What you should do: Can you rewrite the rows between the lines holding "of the light" and "Target: driftwood", inclusive, changing "marker" to "point" and leaving everything else unchanged? Leave the pictures out of your answer.

Provided data:
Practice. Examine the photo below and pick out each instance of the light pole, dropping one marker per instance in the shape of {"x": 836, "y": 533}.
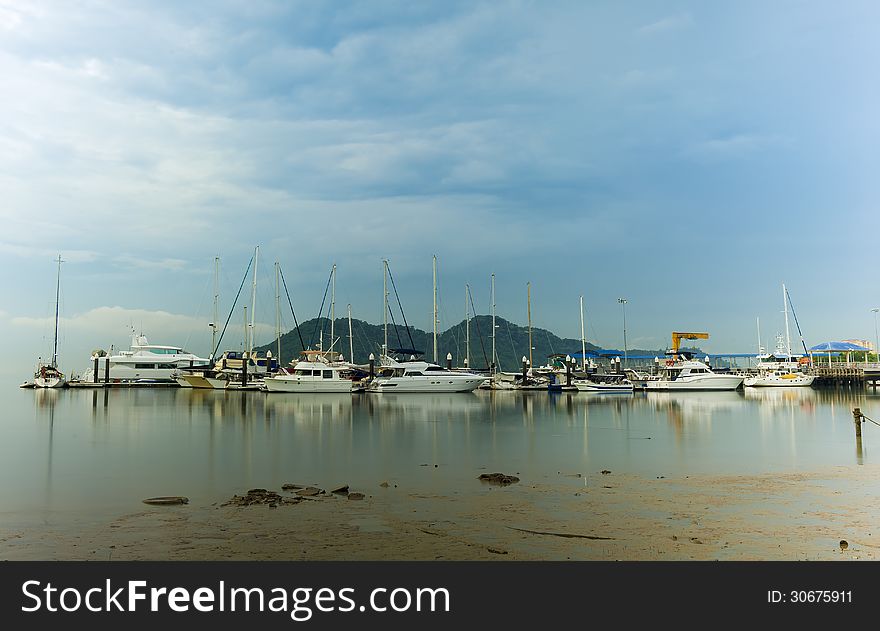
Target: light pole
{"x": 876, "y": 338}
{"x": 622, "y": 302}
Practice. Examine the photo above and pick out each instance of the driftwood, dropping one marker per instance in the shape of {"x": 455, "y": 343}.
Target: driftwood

---

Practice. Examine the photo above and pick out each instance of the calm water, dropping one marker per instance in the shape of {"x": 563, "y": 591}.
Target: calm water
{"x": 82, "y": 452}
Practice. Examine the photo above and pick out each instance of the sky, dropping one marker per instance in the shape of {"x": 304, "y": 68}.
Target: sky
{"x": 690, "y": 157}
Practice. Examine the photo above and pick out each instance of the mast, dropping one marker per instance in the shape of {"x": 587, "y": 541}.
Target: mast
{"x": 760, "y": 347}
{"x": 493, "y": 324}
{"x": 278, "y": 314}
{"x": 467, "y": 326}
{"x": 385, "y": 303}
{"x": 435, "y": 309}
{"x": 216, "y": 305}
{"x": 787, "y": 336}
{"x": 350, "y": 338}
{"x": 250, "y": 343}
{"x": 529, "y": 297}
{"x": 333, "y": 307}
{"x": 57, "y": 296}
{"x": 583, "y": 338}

...

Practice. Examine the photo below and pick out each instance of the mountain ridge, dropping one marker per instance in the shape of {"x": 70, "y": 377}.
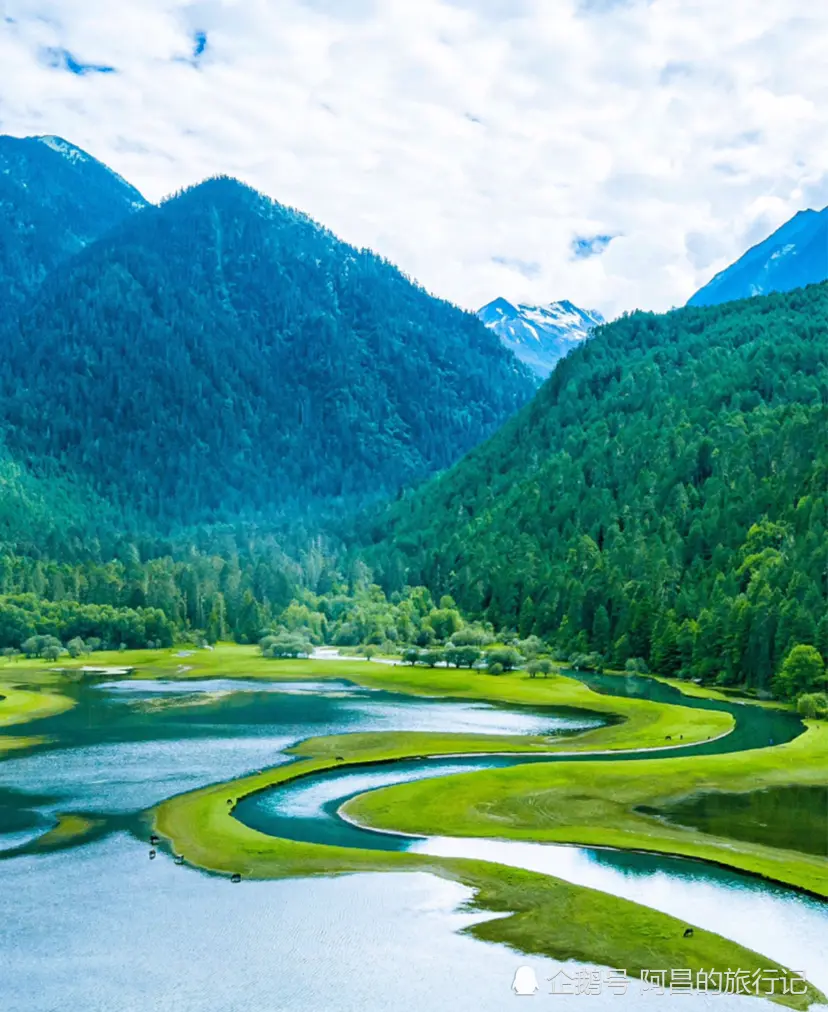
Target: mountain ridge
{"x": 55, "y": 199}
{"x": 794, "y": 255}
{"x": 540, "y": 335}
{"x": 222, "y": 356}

Reply:
Practice. Examine the photo below and pick out each instance of the light pole, dropping one point per instance in the shape of {"x": 836, "y": 533}.
Target: light pole
{"x": 876, "y": 338}
{"x": 622, "y": 302}
Practice. Examine the photo above and pick out each instance of the driftwood, dropping one point per instance in the shape of {"x": 455, "y": 343}.
Target: driftwood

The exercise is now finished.